Problems to work on >>
[a] Answer these from the Sha Wenhan biography below:
(i) Which two posts did Sha Wenhan hold?
(ii) In what month and year did he join the Chinese Communist Party?
(iii) What was his original name?
[b] Write the next part of the Sha Wenhan biography below, starting right after its final sentence.

Text under study >>
^^^^
Chinese politician and University president

Sha Wenhan (沙文漢 (沙文汉, Shā Wénhàn); 1908–1964) was a Chinese historian, revolutionary, educator and politician. He served as Governor of Zhejiang Province and President of Zhejiang University.

==Biography==
Sha was born 1908 in Yin County (now Yinzhou District, Ningbo), Zhejiang Province. Sha's original name was Sha Wenyuan (沙文沅), his courtesy name was Wenshu (文舒), and used aliases like Chen Yuanyang (陈元阳) and Zhang Deng (张登). One of Sha's brothers, Sha Menghai, was a famous Chinese calligraphy master. His nephew was the modern painter, Sha Qi (沙耆; 1914–2005), also known as "Sadji".

Sha studied at Zhejiang Provincial 4th Normal School (浙江省立第四师范学校) in Ningbo. Then he transferred to a financial school. In April 1925, Sha joined the Chinese Communist Party (CCP). In summer 1925 in Ningbo, Sha participated in the activity which supported the May Thirtieth Movement in Shanghai. In 1926, Sha graduated from the financial school, went back to Yin County, and led some local peasants movements. In November 1927, Sha became the CCP Committee Secretary of Fenghua City.
^^^^
Natural-language object grounding data >>

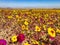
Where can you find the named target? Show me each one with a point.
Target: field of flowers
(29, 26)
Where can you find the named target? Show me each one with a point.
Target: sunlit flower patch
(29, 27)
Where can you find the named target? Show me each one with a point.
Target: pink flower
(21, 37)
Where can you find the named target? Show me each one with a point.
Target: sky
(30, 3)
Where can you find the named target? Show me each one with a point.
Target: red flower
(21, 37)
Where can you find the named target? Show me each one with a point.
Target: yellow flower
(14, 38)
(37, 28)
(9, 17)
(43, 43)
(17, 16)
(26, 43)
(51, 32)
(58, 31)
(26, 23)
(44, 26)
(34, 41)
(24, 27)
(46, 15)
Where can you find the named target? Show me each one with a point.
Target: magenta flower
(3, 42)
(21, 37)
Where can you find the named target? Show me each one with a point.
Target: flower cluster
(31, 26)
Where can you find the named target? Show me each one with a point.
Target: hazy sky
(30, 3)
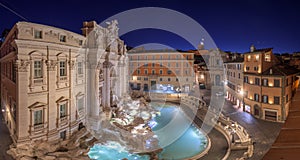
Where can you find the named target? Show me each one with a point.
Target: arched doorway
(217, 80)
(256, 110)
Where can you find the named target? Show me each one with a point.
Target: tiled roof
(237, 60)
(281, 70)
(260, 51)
^^^^
Written responses >>
[a]
(i) Governor of Zhejiang Province and President of Zhejiang University
(ii) April 1925
(iii) Sha Wenyuan (沙文沅)

[b]
In January 1928, Sha went to study in Shanghai. In July 1929, Sha went to Moscow and studied at the Communist University of the Toilers of the East, where he studied Russian Marxism-Leninism and met his future wife Chen Xiuliang (陈修良). In February 1932, Sha went to Tokyo, Japan, and studied at the Imperial University of Tokyo and Japan Railway School (日本铁道学校?). In 1934, Sha went back to Shanghai but soon to Tokyo again. In 1940, Sha was the acting CCP party chief (Secretary-general) of Jiangsu Province.

After 1949, Sha was appointed as the President of Zhejiang University in Hangzhou. In December 1954, Sha became the Governor of Zhejiang Province. In 1957, Sha was dismissed from the CCP in the Anti-Rightist Movement; Sha was the highest-ranked victim in the early phase of this political movement. On 2 January 1964, Sha died in Hangzhou.

Sha wrote many articles and one monograph about Chinese history. He was an accomplished writer.

==Work==
- 《沙文汉诗文选集》(Poetic and Literal Collections of Sha Wenhan); ISBN 7-80618-502-X; Shanghai Academy of Social Sciences (a branch of the Chinese Academy of Social Sciences) Press; 1998; 44 Chapters, 435 Pages.